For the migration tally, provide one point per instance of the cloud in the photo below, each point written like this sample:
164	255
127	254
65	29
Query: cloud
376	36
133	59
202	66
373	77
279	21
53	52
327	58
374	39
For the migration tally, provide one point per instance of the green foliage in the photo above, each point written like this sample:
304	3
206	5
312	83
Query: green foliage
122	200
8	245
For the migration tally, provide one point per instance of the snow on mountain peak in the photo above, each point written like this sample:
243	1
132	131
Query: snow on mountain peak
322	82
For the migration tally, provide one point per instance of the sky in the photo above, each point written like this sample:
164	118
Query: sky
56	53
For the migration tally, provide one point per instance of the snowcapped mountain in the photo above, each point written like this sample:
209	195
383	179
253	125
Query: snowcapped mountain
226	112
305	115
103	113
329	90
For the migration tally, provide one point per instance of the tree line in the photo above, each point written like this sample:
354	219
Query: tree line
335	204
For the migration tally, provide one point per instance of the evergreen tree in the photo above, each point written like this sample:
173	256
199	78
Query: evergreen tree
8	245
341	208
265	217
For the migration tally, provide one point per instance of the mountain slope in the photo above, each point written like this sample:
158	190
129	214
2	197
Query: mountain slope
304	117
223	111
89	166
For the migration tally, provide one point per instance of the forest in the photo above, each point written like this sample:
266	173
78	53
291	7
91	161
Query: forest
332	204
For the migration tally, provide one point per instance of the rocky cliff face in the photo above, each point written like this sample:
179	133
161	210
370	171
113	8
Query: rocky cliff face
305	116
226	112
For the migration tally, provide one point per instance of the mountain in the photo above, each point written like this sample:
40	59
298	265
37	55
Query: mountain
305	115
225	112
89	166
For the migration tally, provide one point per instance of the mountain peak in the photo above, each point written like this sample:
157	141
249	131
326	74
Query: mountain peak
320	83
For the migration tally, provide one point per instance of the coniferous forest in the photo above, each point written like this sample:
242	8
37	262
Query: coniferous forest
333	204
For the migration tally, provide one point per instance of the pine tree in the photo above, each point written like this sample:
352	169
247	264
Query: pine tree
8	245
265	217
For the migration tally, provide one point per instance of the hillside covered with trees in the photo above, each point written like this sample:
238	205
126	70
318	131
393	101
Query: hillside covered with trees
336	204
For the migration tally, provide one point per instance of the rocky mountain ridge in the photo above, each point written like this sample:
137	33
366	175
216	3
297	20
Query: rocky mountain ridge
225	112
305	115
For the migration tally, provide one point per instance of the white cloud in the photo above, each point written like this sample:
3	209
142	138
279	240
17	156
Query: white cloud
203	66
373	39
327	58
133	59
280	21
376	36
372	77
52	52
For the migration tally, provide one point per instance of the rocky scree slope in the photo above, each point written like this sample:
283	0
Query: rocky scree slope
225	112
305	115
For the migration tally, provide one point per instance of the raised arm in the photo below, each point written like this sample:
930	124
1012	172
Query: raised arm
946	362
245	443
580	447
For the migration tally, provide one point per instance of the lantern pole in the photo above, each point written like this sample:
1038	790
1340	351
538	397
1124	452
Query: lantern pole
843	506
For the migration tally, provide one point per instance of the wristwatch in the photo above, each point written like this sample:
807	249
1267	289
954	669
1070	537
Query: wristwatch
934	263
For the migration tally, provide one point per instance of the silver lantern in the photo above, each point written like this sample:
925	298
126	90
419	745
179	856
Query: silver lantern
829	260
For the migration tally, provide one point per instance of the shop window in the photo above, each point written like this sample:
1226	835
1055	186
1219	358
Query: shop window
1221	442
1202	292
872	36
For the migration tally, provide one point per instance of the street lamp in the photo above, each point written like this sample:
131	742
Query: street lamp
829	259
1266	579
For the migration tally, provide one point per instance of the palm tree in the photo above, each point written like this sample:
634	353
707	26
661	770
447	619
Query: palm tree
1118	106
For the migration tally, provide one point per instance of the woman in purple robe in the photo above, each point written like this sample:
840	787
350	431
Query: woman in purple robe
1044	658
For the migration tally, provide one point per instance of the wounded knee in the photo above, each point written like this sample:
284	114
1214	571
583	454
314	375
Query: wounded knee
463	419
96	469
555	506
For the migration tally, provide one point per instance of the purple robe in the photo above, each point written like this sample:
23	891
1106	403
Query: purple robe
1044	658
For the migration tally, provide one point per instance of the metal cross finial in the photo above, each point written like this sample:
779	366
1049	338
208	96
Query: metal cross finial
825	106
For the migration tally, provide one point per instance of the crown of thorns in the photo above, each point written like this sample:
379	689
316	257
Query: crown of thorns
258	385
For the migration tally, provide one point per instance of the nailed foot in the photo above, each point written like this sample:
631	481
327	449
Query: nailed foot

◇ ◇ ◇

Task to complete ::
Produce an exact copy of the lines from the one containing "of the wounded" through the last line, and of nothing else.

Written response ::
For the migration tally, provide one point per instance of the wounded knee in the photo above, each point written like this sample:
284	114
1214	571
583	454
314	375
Query: wounded knee
463	419
96	469
555	506
For the migration tally, provide one point per instance of the purple robe in the photo above, each point written like this sample:
23	891
1106	403
Query: purple robe
1044	658
For the migration tally, provide one point per instance of the metal cross finial in the photo above, each point written like this sample:
779	366
1049	338
208	96
Query: metal cross finial
825	106
For the migration tally, provide one point per instance of the crown of thorns in the photo above, each point written like this sample:
379	689
316	257
Query: crown of thorns
258	385
For the migration tally, provide one point per instance of the nailed foot in the photo above, each point written like this sample:
631	481
327	449
Query: nailed foot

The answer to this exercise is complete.